▸ **GIVEN TEXT**:
Dieselgate haunts VW in Detroit
January 8, 2016The Detroit Auto Show is to the the global car industry what the Oscars are to the movie industry. Glitz and glamor light up Motor City as manufacturers compete for accolades, and give the public a first taste off their latest models and concept cars.
It's party time in the industry: Gasoline is cheap, and car loans are even cheaper. Car sales are up in the US, Europe and China. Last year, some 17,5 million vehicles were sold in the US - a new record in the world's second-largest car market. In the biggest market, China, sales were up by 3 per cent in 2015 and industry pundits estimate they will be up by 5 to 7 per cent at the end of this year.
Biggin' it in Motor City
Many of the highest-profile 2016 models are in the luxury or muscle car league. With car-buyers' memories of high fuel prices fading, this year luxury sedans, 12-cylinder SUVs, pickups and other fuel-wasters will dominate the show in Detroit.
More and more young urbanites in Western countries simply are not interested in owning a giant impossible-to-park status symbol their climate-conscious friends will diss them for. But that doesn't seem to have played much of a role in carmakers' production planning departments in the run-up to this year's show.
Let's start with Alfa Romeo: The sports car brand is part of US-Italian car conglomerate Fiat Chrysler Automobiles (FCA) and premieres with a new-model four-door sports sedan, under the iconic "Giulia" model name, with an impressive 510-horsepower-engine under the hood.
Not to be outdone in the immoderate force department, Mercedes is presenting a brutastic convertible dubbed AMG S65, choking with power at 621 hp. Germany's luxury brand is also showing its new E-Class models, which have received a thorough face-lift by designers and engineers. They've adopted the swanky look of Mercedes' premium new S-Class. Nice.
But what's with all those huge-engined guzzlers? Climate, schlimate - that seems to be the message. Gasoline gets cheap, and a year or so later, new-model engines bloat like the bellies of poacher-killed rhinos decaying in the African sun. Yeehaw.
Top competitors
Mind you, it's not just the Europeans playing that game. The competition never sleeps - especially in the premium model segment. Cadillac will be showcasing its brand-new CT6 sedan, going on sale this summer in the US as well as on Mercedes' home turf in Germany.
Likewise, US competitor Lincoln, a Ford brand, has its new Continental model on display. The iconic American luxury car looks like a manorial living-room on wheels.
Building fuel-efficient cars seems to be outdated in Detroit. The industry offers all kinds of products these days, from compact to electric or hybrid cars to gas-guzzling SUVs. But pay attention to what people actually buy: in the US, almost every other new car sold is an SUV or a pickup truck.

▸ **RECORDED DATA**:

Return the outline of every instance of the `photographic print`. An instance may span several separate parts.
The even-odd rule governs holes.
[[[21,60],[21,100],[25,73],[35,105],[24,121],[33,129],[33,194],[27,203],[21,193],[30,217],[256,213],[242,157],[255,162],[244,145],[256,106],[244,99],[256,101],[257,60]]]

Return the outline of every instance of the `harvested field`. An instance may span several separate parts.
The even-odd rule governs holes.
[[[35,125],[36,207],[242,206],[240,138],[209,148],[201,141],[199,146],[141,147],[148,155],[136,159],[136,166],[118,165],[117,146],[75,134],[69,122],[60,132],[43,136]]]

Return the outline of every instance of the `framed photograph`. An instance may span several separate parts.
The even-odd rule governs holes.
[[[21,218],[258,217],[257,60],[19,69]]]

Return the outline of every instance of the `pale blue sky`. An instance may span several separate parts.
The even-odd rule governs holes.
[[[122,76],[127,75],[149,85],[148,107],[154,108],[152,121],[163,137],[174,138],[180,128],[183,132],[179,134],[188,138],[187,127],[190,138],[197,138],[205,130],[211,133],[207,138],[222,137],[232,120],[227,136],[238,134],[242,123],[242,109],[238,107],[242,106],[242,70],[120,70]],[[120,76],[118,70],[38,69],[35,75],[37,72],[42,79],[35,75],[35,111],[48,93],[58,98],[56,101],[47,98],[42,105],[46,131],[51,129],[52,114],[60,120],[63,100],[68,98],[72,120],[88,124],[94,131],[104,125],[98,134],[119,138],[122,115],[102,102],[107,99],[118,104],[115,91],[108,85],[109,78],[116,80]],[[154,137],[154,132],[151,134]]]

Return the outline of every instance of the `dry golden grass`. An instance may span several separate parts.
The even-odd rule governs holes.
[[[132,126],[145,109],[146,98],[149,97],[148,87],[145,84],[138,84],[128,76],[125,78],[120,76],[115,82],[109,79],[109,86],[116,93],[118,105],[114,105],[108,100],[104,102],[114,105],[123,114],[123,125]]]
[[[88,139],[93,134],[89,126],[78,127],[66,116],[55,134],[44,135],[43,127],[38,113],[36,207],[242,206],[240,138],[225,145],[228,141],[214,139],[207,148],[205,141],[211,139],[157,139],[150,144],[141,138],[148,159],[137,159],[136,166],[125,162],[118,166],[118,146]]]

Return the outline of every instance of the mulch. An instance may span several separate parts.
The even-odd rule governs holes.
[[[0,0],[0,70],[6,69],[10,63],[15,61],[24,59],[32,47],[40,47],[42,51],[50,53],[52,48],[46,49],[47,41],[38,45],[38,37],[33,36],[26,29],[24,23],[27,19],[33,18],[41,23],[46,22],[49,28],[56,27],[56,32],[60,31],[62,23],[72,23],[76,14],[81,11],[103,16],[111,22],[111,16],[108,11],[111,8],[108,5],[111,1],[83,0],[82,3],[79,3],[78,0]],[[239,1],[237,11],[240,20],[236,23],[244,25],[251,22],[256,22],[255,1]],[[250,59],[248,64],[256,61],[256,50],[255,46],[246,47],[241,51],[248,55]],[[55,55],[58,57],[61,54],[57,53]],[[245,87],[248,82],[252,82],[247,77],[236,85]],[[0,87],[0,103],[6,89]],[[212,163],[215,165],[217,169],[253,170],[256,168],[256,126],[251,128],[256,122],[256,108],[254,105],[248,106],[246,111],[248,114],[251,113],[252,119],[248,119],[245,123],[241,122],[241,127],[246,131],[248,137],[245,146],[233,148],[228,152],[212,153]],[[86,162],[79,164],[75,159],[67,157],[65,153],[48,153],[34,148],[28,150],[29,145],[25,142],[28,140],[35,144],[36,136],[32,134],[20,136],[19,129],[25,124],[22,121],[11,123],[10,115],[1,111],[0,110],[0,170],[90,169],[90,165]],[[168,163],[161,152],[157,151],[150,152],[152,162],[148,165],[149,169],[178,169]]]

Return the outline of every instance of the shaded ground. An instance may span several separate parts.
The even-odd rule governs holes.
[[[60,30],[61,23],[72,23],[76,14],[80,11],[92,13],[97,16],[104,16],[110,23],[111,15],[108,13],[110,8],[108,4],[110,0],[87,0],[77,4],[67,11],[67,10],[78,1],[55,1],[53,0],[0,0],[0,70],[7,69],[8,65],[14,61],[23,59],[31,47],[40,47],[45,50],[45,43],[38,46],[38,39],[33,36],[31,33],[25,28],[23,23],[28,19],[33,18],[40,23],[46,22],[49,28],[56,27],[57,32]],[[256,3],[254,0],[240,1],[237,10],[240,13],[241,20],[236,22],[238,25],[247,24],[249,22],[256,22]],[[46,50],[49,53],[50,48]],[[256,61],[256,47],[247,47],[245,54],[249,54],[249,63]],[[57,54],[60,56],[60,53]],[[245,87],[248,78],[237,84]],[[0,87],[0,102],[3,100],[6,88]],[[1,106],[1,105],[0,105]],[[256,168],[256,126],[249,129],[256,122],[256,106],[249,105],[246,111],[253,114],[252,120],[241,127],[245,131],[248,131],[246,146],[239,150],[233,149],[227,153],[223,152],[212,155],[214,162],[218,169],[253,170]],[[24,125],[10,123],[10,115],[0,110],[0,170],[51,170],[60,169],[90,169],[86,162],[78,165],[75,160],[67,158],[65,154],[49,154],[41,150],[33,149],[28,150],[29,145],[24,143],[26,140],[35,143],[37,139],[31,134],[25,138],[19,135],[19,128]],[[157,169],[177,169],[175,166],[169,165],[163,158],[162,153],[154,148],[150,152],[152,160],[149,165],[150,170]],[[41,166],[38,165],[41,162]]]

▸ **WRITTEN TASK A**:
What new Lincoln model is on display, according to the Detroit Auto Show article?
▸ **WRITTEN TASK B**:
Please rewrite the Detroit Auto Show article starting with "It's party time" and going on through "of this year.", changing "car loans" to "auto loans".

▸ **WORKED SOLUTION A**:
The Continental.

▸ **WORKED SOLUTION B**:
It's party time in the industry: Gasoline is cheap, and auto loans are even cheaper. Car sales are up in the US, Europe and China. Last year, some 17,5 million vehicles were sold in the US - a new record in the world's second-largest car market. In the biggest market, China, sales were up by 3 per cent in 2015 and industry pundits estimate they will be up by 5 to 7 per cent at the end of this year.